> **Source records**
------------------------------------
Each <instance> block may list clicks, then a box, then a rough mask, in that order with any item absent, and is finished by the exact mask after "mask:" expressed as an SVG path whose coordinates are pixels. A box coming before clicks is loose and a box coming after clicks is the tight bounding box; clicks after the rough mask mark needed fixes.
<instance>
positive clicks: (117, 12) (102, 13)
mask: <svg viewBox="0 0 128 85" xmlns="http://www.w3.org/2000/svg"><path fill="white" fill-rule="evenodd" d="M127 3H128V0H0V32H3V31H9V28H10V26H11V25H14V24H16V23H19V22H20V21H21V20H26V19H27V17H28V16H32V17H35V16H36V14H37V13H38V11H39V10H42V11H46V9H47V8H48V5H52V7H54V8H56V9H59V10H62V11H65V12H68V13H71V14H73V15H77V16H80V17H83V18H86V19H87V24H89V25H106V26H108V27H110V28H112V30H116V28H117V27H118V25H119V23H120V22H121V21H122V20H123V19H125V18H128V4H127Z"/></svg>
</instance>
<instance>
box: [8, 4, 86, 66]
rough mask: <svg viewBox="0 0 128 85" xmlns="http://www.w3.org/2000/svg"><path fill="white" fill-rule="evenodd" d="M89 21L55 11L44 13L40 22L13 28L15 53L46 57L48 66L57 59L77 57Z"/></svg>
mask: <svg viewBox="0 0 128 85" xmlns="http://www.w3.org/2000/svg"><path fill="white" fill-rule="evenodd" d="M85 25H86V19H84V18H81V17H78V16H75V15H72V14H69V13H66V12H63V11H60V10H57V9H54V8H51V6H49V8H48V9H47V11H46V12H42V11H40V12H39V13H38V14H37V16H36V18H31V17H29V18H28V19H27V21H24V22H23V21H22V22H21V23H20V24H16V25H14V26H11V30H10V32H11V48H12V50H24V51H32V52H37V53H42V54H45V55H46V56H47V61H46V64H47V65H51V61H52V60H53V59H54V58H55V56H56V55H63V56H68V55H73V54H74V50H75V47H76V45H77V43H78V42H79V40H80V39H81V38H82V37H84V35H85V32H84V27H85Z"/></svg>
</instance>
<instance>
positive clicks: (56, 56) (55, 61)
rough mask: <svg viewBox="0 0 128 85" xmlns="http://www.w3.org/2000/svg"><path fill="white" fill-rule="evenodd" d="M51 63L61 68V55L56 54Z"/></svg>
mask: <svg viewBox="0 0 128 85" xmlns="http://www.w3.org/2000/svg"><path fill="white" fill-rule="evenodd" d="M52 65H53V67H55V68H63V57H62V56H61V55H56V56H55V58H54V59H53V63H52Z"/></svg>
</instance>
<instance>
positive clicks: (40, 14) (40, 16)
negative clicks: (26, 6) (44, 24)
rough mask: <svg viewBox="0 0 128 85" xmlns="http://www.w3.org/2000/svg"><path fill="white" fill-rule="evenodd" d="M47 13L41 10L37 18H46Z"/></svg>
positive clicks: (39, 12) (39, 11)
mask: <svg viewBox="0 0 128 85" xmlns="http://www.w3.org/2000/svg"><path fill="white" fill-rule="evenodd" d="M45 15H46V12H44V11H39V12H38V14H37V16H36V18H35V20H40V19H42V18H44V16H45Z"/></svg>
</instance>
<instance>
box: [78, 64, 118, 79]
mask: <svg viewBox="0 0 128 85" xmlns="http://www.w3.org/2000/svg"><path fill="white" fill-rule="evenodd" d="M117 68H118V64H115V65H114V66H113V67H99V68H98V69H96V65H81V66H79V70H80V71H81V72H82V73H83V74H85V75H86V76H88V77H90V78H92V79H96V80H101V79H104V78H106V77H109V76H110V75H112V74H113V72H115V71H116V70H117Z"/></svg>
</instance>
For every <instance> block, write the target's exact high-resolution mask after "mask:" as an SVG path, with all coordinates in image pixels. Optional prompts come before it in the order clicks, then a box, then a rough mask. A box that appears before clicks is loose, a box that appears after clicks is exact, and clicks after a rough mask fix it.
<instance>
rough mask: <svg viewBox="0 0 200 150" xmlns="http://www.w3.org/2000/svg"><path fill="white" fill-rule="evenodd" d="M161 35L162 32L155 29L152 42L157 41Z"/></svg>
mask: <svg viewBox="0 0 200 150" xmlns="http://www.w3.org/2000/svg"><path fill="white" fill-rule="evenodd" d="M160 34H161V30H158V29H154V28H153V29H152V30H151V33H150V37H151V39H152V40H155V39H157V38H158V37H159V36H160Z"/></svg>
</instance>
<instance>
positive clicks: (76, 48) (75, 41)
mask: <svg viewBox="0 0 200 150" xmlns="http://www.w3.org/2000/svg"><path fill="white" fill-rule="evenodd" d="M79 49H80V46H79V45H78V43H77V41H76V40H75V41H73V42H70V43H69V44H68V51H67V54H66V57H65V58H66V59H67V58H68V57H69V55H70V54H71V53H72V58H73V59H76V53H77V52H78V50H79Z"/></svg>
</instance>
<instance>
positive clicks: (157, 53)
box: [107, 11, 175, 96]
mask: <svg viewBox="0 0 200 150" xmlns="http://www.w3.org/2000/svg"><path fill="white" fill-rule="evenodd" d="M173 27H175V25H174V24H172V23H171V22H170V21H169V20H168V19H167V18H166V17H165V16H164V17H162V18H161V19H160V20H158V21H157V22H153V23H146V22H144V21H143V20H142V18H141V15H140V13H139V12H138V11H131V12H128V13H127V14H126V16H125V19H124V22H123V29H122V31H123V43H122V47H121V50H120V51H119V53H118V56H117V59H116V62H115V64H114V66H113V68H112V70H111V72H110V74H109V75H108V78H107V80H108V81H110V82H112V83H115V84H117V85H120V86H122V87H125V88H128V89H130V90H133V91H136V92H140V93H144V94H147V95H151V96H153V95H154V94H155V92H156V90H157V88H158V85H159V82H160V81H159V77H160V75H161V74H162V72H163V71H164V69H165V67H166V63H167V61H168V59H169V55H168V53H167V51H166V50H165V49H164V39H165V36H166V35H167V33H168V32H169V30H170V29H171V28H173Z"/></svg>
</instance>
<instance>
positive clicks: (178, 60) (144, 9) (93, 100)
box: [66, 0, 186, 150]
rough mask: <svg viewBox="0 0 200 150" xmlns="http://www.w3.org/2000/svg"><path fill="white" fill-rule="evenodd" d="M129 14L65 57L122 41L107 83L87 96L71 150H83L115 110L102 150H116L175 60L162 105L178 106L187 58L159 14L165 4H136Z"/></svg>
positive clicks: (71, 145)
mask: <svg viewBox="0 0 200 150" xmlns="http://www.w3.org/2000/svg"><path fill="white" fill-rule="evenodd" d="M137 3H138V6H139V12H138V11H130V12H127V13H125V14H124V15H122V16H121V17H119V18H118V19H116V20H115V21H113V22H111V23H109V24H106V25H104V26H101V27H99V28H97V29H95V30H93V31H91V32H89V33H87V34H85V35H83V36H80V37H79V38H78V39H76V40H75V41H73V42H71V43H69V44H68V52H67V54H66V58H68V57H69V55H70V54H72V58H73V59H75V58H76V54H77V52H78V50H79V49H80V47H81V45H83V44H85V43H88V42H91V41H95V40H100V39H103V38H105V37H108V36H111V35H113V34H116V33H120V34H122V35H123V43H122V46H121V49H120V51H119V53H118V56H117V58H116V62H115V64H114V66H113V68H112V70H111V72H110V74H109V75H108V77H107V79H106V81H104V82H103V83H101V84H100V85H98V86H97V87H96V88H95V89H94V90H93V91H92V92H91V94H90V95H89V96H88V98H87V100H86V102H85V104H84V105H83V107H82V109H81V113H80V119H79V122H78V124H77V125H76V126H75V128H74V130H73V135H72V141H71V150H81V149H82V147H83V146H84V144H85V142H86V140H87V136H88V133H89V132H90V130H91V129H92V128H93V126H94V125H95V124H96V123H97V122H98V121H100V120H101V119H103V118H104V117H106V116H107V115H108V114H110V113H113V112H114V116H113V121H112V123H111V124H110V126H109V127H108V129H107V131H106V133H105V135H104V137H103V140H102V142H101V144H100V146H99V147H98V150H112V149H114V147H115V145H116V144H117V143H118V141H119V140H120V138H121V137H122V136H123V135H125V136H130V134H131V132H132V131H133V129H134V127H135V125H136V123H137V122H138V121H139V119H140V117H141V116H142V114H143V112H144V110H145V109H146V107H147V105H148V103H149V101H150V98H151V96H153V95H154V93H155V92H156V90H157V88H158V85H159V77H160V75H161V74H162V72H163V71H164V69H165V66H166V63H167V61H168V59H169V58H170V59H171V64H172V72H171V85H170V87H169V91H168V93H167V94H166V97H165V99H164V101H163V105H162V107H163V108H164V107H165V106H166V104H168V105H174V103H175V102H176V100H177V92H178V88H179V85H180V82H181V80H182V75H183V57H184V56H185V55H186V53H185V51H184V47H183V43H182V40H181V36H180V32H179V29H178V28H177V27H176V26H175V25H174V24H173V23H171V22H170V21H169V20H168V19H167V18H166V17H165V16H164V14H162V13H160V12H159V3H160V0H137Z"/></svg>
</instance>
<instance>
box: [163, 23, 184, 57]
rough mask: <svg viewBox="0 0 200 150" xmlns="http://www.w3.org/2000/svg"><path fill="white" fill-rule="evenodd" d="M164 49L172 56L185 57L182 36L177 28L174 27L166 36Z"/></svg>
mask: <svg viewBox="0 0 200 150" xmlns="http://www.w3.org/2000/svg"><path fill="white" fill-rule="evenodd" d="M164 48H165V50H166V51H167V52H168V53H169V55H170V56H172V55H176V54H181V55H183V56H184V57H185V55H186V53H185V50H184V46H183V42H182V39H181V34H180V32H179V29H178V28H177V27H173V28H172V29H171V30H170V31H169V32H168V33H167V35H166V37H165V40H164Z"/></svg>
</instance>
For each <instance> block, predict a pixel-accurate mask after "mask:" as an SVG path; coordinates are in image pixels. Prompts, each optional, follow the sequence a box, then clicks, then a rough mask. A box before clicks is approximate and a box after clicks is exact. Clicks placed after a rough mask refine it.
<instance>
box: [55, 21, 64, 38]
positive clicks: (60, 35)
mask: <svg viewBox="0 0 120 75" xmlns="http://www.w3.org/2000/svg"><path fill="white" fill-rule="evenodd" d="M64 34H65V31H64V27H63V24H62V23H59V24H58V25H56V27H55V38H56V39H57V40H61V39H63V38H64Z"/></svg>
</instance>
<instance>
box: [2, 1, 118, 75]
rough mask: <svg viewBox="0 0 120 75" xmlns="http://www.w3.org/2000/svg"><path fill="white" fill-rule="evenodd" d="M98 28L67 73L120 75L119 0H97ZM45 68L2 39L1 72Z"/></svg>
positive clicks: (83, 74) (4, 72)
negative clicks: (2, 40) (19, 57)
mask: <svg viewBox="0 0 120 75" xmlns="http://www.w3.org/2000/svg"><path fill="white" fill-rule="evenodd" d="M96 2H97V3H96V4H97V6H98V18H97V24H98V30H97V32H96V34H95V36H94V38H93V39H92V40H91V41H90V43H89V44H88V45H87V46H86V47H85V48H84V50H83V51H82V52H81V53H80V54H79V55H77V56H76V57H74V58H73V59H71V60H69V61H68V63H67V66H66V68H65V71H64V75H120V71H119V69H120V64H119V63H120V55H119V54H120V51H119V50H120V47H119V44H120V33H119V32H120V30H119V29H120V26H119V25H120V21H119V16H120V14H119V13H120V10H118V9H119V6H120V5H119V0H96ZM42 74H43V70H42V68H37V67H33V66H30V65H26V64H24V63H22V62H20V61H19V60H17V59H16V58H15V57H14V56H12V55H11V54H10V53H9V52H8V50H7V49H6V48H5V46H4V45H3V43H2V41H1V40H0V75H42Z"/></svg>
------------------------------------
> **Task instructions**
Could you find every line in the records above that contains the word "with" and copy it?

> **Output of the exercise**
Each <instance> block may list clicks, then a box, then a rough mask, in that order with any item absent, and is finished by the exact mask after "mask:" expressed as an SVG path whose coordinates are pixels. A box coming before clicks is loose and a box coming after clicks is the tight bounding box; clicks after the rough mask mark needed fixes.
For every <instance> block, write the target's exact high-resolution mask after "mask:" as an SVG path, with all coordinates in image pixels. Optional prompts come before it in the order clicks, then a box, then a rough mask. A box that appears before clicks is loose, a box that appears after clicks is exact, and clicks after a rough mask fix it.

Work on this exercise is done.